*Set exercise*: Extract each line of the records that contains the string "chicken", matching case exactly.

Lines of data
┌──
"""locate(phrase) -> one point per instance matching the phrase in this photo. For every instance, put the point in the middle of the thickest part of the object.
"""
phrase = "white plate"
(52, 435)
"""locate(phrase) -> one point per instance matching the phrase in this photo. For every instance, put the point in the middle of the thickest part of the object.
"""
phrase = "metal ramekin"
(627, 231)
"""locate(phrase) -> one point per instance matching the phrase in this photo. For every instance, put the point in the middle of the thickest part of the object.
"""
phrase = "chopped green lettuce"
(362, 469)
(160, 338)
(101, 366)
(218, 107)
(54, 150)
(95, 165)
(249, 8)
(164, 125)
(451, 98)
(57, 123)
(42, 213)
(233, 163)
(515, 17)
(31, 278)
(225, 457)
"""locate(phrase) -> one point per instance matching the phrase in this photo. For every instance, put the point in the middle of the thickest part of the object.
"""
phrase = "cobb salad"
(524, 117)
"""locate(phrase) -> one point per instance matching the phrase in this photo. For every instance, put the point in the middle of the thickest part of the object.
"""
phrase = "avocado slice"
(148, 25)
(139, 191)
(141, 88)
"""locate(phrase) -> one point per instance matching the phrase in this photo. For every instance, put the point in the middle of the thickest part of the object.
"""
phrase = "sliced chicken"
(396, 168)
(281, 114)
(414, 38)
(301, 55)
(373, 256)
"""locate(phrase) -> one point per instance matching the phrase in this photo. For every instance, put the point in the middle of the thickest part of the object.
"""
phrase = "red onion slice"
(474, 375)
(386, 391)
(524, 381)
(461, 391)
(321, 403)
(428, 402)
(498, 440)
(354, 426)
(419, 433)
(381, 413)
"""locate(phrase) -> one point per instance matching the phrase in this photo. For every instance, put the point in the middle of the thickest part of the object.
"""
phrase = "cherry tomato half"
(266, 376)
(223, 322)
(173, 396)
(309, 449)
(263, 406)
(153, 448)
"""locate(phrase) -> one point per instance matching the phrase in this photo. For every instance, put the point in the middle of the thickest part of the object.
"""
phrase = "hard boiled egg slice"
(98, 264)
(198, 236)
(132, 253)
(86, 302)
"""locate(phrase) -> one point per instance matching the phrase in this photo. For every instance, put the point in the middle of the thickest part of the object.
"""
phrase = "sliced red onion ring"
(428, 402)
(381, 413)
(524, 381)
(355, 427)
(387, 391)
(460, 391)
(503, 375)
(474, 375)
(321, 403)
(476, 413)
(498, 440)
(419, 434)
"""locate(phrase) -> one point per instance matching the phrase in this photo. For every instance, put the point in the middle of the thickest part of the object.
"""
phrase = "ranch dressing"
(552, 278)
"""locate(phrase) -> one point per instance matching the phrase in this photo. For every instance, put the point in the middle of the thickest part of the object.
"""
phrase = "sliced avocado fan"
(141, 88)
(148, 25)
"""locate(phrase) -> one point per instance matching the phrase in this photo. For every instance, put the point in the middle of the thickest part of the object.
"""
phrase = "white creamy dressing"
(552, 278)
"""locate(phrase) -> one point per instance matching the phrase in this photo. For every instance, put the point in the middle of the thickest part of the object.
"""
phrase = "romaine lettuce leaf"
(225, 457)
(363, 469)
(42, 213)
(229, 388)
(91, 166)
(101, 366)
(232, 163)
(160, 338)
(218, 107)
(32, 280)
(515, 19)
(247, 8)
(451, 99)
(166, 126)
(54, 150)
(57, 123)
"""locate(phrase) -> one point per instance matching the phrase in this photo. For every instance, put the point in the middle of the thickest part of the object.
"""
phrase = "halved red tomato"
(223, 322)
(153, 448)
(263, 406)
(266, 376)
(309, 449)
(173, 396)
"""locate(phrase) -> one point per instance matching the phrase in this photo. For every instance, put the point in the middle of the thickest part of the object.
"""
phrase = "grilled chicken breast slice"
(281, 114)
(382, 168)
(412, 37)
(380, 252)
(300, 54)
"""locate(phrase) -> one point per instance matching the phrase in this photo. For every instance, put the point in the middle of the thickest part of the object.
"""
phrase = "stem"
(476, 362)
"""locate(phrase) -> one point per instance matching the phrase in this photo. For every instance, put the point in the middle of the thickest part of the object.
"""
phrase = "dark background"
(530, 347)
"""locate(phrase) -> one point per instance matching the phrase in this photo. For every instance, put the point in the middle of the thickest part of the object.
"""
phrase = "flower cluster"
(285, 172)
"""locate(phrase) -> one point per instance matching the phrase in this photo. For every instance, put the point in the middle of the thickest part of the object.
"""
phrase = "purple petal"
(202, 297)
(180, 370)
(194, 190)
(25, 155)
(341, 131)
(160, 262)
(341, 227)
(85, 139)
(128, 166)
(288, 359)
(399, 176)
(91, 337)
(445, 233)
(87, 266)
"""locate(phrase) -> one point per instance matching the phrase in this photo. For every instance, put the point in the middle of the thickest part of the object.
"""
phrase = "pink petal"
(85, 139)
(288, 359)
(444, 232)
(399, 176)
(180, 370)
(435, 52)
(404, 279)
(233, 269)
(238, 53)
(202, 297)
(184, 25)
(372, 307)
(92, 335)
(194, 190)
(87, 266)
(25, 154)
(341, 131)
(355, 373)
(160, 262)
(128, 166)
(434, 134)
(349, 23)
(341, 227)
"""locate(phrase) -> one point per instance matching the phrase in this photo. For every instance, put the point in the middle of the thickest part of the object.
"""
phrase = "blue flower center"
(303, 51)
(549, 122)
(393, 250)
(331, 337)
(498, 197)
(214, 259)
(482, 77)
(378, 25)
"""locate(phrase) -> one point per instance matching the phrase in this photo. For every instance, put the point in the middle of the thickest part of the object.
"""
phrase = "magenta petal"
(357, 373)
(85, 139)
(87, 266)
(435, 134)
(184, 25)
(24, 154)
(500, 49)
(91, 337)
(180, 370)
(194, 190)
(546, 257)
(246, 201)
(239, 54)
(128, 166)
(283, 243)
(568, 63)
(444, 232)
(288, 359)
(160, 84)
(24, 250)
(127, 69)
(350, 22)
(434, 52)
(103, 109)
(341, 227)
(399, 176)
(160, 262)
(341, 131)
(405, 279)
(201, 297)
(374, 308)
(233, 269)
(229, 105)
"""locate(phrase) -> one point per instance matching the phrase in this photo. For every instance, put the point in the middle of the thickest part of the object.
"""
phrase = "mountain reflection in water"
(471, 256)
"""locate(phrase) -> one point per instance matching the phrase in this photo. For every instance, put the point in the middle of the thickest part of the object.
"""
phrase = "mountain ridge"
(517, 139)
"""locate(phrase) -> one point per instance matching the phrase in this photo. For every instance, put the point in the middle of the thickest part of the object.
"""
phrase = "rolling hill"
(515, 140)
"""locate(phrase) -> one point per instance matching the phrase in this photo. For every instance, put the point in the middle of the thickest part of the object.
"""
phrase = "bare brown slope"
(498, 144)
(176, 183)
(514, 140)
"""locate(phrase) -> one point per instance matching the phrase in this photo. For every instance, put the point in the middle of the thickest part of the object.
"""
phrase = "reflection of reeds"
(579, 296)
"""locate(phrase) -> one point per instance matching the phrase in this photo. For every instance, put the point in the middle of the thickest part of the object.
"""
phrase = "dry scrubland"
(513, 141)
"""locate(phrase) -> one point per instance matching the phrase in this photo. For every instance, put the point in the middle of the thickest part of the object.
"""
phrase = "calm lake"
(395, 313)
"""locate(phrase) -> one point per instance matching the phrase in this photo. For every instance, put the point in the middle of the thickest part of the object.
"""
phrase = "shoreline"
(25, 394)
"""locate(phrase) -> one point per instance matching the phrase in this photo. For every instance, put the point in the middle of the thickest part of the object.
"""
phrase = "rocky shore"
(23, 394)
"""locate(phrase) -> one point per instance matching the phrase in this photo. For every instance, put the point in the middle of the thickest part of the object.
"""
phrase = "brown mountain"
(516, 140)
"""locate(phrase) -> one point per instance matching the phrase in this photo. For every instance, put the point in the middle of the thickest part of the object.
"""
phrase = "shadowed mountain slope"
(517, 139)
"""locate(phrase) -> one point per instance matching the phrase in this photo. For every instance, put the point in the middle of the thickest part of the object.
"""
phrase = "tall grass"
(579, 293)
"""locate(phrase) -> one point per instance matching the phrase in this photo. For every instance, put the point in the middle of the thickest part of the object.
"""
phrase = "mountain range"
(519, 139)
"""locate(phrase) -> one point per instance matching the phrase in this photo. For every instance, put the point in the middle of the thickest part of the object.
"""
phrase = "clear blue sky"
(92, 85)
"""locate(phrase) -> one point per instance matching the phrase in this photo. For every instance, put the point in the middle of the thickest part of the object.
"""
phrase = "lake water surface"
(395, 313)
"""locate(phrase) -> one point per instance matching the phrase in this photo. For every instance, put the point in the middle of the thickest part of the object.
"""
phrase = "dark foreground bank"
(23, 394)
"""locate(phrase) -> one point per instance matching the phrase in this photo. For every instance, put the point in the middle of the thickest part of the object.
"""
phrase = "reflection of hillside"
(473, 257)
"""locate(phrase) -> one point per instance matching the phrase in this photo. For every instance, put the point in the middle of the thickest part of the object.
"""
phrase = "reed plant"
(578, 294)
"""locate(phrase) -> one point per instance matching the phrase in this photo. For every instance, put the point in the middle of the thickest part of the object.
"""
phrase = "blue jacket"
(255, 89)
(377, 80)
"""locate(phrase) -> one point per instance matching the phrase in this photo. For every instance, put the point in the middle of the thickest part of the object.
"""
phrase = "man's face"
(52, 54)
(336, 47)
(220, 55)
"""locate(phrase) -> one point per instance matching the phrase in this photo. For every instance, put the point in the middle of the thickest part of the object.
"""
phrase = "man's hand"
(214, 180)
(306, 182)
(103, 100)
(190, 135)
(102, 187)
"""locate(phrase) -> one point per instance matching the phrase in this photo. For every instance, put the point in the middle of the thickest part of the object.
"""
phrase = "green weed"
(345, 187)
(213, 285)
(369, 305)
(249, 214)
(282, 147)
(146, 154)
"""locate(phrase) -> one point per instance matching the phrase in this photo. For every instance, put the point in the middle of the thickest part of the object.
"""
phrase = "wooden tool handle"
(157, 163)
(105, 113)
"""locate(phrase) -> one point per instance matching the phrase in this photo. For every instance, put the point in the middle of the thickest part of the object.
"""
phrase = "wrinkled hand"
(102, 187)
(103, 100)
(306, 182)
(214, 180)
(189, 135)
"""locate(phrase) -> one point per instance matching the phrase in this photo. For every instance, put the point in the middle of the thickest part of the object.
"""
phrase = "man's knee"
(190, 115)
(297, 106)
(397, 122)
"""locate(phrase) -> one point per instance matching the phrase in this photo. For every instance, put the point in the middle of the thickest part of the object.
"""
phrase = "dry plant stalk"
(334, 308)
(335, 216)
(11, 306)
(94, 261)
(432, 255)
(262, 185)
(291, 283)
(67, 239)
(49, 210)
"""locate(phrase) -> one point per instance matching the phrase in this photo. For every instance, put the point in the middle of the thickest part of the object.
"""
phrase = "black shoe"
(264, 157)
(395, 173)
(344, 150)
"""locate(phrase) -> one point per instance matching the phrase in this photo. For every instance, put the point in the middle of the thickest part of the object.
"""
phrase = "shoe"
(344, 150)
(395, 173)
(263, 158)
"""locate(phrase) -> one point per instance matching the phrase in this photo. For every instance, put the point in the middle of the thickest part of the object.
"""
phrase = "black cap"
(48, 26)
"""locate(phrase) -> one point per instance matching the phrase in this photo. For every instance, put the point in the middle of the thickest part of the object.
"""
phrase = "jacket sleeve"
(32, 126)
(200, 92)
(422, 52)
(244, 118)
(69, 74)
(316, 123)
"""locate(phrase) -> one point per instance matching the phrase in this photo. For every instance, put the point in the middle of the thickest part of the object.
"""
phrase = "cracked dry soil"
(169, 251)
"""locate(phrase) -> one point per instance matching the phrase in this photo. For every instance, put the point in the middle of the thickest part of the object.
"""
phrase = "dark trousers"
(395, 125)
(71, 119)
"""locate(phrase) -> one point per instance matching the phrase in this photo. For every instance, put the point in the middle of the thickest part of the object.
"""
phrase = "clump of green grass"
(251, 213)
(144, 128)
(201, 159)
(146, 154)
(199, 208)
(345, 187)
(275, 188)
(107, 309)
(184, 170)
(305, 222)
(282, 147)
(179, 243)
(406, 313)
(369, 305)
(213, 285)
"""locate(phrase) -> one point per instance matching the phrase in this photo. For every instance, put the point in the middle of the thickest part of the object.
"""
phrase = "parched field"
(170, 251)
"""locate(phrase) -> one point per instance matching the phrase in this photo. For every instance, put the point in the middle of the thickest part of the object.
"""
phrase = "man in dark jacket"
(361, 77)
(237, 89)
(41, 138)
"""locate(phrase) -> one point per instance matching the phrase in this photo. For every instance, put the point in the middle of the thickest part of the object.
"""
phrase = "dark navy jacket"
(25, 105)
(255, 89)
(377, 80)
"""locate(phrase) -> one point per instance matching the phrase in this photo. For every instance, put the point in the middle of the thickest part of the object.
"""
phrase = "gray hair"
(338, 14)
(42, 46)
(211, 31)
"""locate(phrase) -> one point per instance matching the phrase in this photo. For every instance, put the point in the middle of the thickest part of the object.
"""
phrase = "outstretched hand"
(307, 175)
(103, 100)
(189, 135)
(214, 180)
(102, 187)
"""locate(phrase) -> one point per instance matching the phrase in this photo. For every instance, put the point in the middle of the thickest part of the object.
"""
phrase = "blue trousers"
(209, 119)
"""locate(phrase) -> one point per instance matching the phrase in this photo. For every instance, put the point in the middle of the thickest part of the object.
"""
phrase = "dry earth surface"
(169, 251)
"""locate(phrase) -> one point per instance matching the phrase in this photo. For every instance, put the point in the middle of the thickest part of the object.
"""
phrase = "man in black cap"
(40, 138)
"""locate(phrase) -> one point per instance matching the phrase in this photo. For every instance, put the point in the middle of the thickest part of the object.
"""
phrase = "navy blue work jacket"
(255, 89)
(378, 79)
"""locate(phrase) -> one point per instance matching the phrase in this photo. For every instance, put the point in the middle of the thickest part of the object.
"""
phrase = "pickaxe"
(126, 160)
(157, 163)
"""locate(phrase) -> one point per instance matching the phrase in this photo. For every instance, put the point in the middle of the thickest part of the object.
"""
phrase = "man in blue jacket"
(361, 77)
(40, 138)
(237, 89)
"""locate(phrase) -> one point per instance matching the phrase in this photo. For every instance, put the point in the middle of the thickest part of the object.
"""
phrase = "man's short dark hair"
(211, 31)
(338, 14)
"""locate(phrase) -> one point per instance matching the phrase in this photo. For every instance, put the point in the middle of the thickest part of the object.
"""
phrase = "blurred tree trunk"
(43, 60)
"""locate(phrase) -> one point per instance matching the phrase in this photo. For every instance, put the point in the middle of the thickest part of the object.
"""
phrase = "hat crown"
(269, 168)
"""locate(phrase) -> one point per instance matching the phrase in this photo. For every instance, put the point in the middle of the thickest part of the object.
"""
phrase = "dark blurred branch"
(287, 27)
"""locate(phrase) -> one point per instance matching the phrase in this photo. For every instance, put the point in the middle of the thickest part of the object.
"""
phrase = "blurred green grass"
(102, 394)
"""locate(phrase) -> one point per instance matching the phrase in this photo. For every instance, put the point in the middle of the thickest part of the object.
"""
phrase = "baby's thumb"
└──
*In response*:
phrase = "sliced chicken"
phrase = "grilled chicken breast slice"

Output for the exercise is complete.